Beginning with the line that holds "[find] the boy's", please retype each line through the end of the listing below, both ends included, and nothing more.
════════
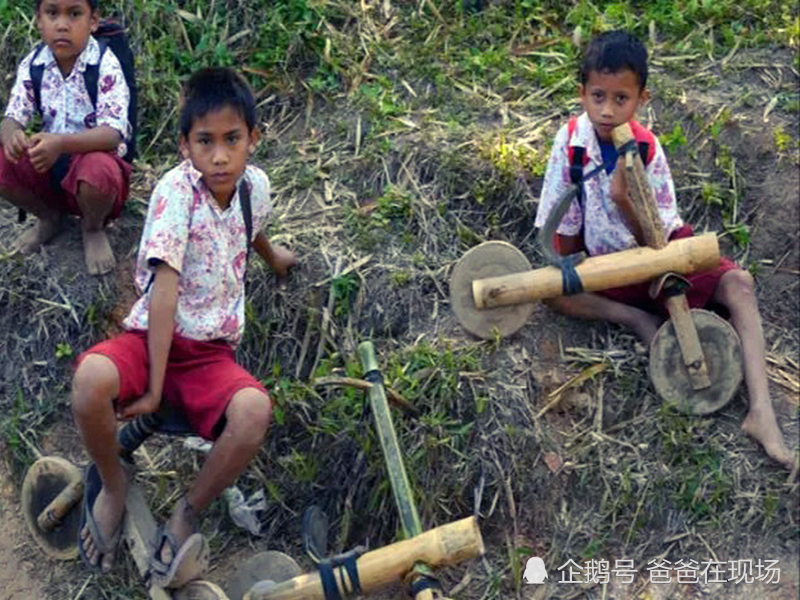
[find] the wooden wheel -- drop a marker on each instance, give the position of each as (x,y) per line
(489,259)
(264,567)
(200,590)
(723,355)
(44,481)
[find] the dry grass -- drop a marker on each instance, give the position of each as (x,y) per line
(553,437)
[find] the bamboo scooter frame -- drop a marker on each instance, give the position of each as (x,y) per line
(646,211)
(410,559)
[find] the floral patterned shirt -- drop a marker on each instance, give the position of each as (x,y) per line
(604,226)
(187,229)
(66,105)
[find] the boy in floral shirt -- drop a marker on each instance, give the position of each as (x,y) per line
(181,333)
(91,181)
(612,87)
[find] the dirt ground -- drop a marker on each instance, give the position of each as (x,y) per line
(534,361)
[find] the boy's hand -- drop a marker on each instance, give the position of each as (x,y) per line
(44,149)
(146,404)
(282,259)
(17,146)
(619,187)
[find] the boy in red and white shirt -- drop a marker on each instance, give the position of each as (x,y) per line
(182,332)
(92,180)
(613,86)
════════
## Answer to this problem
[find] the boy's hand -- drop a marker on each instance, give the position of each as (x,y) per line
(44,149)
(146,404)
(282,259)
(17,146)
(619,187)
[find] the boy in red and white shirt -- drop a marker on each instance, give the position of each as (x,y) per line
(182,332)
(92,180)
(613,86)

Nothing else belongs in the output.